- Task description: Copy out all the items below, switching every "Shot-chart prep" to "Labeling pass" and keeping everything else the same. Leave the pictures out of your copy.

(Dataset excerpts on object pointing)

* * * * * * * * *

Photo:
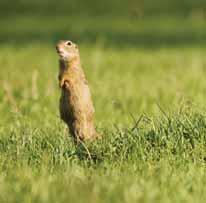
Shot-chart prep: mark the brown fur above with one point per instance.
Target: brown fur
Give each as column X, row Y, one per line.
column 76, row 107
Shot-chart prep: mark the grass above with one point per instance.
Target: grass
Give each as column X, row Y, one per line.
column 150, row 106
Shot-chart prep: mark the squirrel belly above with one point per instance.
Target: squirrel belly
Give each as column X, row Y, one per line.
column 75, row 105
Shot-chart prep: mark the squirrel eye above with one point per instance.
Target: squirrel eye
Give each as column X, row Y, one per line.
column 68, row 43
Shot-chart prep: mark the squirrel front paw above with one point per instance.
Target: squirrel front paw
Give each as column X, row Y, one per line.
column 63, row 83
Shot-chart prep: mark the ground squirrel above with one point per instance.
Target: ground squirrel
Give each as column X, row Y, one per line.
column 76, row 107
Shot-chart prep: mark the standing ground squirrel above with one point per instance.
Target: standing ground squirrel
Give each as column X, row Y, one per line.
column 76, row 107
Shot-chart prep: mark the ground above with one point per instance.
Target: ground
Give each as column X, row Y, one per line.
column 148, row 86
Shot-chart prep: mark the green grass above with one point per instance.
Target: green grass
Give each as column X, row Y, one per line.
column 147, row 79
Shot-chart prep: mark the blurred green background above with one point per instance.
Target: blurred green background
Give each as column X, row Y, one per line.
column 145, row 23
column 145, row 61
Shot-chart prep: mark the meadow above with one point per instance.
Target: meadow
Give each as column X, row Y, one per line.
column 147, row 78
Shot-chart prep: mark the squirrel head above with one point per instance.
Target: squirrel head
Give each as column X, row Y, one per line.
column 67, row 50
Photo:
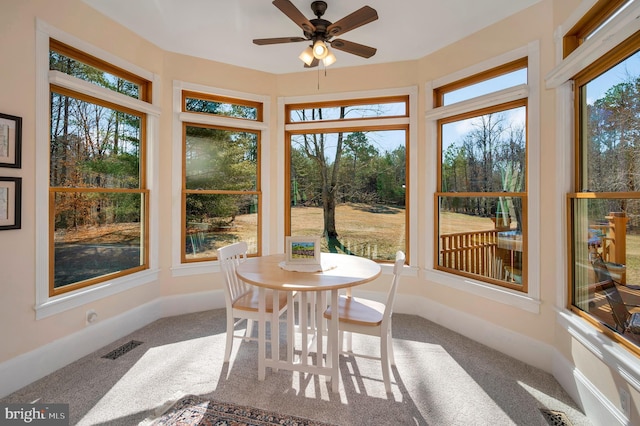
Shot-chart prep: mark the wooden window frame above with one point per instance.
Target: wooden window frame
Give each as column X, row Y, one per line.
column 145, row 91
column 184, row 191
column 523, row 287
column 591, row 21
column 344, row 126
column 289, row 108
column 440, row 92
column 615, row 56
column 78, row 55
column 223, row 100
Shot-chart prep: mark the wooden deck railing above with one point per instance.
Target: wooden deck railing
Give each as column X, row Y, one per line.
column 473, row 252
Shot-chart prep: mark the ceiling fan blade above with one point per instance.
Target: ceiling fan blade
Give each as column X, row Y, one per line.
column 362, row 16
column 354, row 48
column 313, row 63
column 277, row 40
column 295, row 15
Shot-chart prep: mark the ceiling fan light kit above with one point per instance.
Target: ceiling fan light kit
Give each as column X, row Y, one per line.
column 307, row 55
column 320, row 32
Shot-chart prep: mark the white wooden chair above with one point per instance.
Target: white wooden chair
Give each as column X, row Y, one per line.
column 242, row 298
column 357, row 315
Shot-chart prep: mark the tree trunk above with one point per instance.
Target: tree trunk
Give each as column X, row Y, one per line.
column 329, row 211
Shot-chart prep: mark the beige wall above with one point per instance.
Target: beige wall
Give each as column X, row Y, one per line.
column 21, row 332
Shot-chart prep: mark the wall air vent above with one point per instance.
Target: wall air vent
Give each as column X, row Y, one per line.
column 118, row 352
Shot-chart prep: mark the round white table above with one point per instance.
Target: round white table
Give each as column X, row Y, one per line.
column 339, row 272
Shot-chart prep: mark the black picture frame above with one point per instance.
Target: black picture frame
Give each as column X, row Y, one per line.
column 10, row 141
column 10, row 203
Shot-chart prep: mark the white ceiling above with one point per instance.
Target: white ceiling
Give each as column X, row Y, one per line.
column 223, row 30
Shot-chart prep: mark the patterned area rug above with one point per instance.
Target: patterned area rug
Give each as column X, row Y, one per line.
column 192, row 410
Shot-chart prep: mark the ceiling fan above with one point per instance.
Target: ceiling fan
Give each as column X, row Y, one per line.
column 321, row 32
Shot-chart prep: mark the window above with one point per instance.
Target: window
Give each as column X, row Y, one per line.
column 605, row 208
column 221, row 196
column 481, row 197
column 347, row 170
column 98, row 196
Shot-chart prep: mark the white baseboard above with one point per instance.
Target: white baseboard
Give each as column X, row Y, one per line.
column 27, row 368
column 595, row 405
column 31, row 366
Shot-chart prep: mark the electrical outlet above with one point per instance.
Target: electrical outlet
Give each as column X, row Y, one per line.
column 625, row 401
column 91, row 316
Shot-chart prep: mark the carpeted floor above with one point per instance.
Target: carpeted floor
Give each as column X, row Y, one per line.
column 192, row 410
column 441, row 378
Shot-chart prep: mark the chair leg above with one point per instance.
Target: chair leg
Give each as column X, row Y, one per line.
column 249, row 331
column 230, row 329
column 384, row 359
column 392, row 358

* * * * * * * * *

- Written answer:
Photo:
Labeling pass: mark the brown fur above with one point per instance.
Target: brown fur
Give each as column X, row Y, one per line.
column 76, row 107
Labeling pass: mark the grass above with one point per instance.
Target: grass
Give each as column X, row Y, one per line.
column 150, row 106
Labeling pass: mark the squirrel belly above with one point per instance.
Target: squirrel belly
Give each as column X, row Y, one per line.
column 75, row 105
Labeling pass: mark the squirrel eye above with one point per instance.
Target: squirrel eye
Give each as column X, row Y, one per line.
column 68, row 43
Labeling pass: mark the squirrel front paw above with one point per instance.
Target: squirrel front paw
Give each as column X, row Y, one per line.
column 63, row 83
Labeling pass: mark the ground squirrel above with one point per instance.
Target: ground squirrel
Give each as column X, row Y, one per line.
column 76, row 107
Labeling pass: mark the standing ground squirrel above with one point per instance.
Target: standing ground squirrel
Give each as column X, row Y, one per line.
column 76, row 107
Labeling pass: mark the ground above with one point per instance.
Target: ground
Give each as column X, row Y, one per line.
column 148, row 86
Labeling pass: mark the green grass above with one point per instance.
Target: green grass
Give each as column X, row Y, one per line.
column 147, row 79
Labeling pass: mark the blurred green background above with one point per instance.
Target: blurred green background
Give each as column X, row Y, one per line.
column 145, row 23
column 145, row 61
Labeling pass: mark the meadow above with one point per instance.
Target: meadow
Give each as column X, row Y, one per line.
column 147, row 78
Labeling pass: mark the squirrel head above with one point per instance.
Target: squirrel head
Give each as column X, row Y, one per line.
column 67, row 50
Photo:
Labeling pass: mark the wooden window frame above with one point per instance.
Target: wooden window frame
Give each as column X, row Y, one per line.
column 145, row 91
column 184, row 191
column 523, row 287
column 591, row 21
column 344, row 126
column 289, row 108
column 440, row 92
column 615, row 56
column 78, row 55
column 223, row 100
Labeling pass: mark the wooden deck railing above with one point per instance.
Target: wooden deck railing
Give each as column X, row Y, one per line.
column 473, row 252
Labeling pass: mark the ceiling fan blade above with one point per instance.
Target: ceiling fan blade
Give each as column X, row Y, one per line.
column 362, row 16
column 354, row 48
column 313, row 63
column 277, row 40
column 295, row 15
Labeling pass: mark the ceiling fan light kit above with one point per instance.
Target: ceiling fan light kit
Give each as column X, row Y, one per line.
column 307, row 55
column 320, row 32
Labeling pass: mark the white wooden chair above with one point per instance.
Target: white wooden chair
Give each as column X, row Y, one per line.
column 242, row 298
column 357, row 315
Labeling pass: mark the tree trunk above with one point per instance.
Target: tree trunk
Give each as column X, row Y, one per line.
column 329, row 211
Labeling pass: mark the beige wall above with one point per instance.
Target: beige wall
Give each as column X, row Y, one per line.
column 21, row 332
Labeling pass: mark the wall air vent above with one point per instance.
Target: wall air vent
Give each as column X, row Y, one per line.
column 118, row 352
Labeling pass: mark the round white table above with one point per instance.
Target: round white table
Give each as column X, row Y, one per line.
column 339, row 272
Labeling pass: mark the black picture frame above with one point per instance.
Target: black picture frame
Give each as column X, row Y, one per line.
column 10, row 141
column 10, row 203
Labeling pass: mark the white ceiling above with one point per instance.
Target: white ceiling
Give each as column X, row Y, one per line.
column 223, row 30
Labeling pass: mark the patterned area rug above with one point per instance.
Target: patterned area rug
Give each as column X, row Y, one per line.
column 192, row 410
Labeling pass: mark the ceiling fan above with one point per instance.
Target: ceiling fan
Give each as column X, row Y, one per line.
column 321, row 32
Labeling pass: mark the window above with one point per instance.
Target: window
Give each as column X, row Y, one per line.
column 605, row 208
column 221, row 196
column 481, row 197
column 347, row 170
column 98, row 196
Labeling pass: mark the white baseboard above with one point per instance.
Target: white baseboard
Give each as column X, row Y, one per line.
column 27, row 368
column 595, row 405
column 31, row 366
Labeling pass: mark the electrical outlet above with one point per instance.
Target: electrical outlet
Give each as column X, row Y, one per line.
column 625, row 401
column 91, row 316
Labeling pass: mark the carpeted floor above with one point per instance.
Target: carpeted floor
Give each as column X, row Y, one per line.
column 192, row 410
column 441, row 378
Labeling pass: mark the chair leg above with one point per instance.
Target: chair leg
Give each as column X, row Y, one per line.
column 249, row 331
column 230, row 329
column 384, row 359
column 392, row 358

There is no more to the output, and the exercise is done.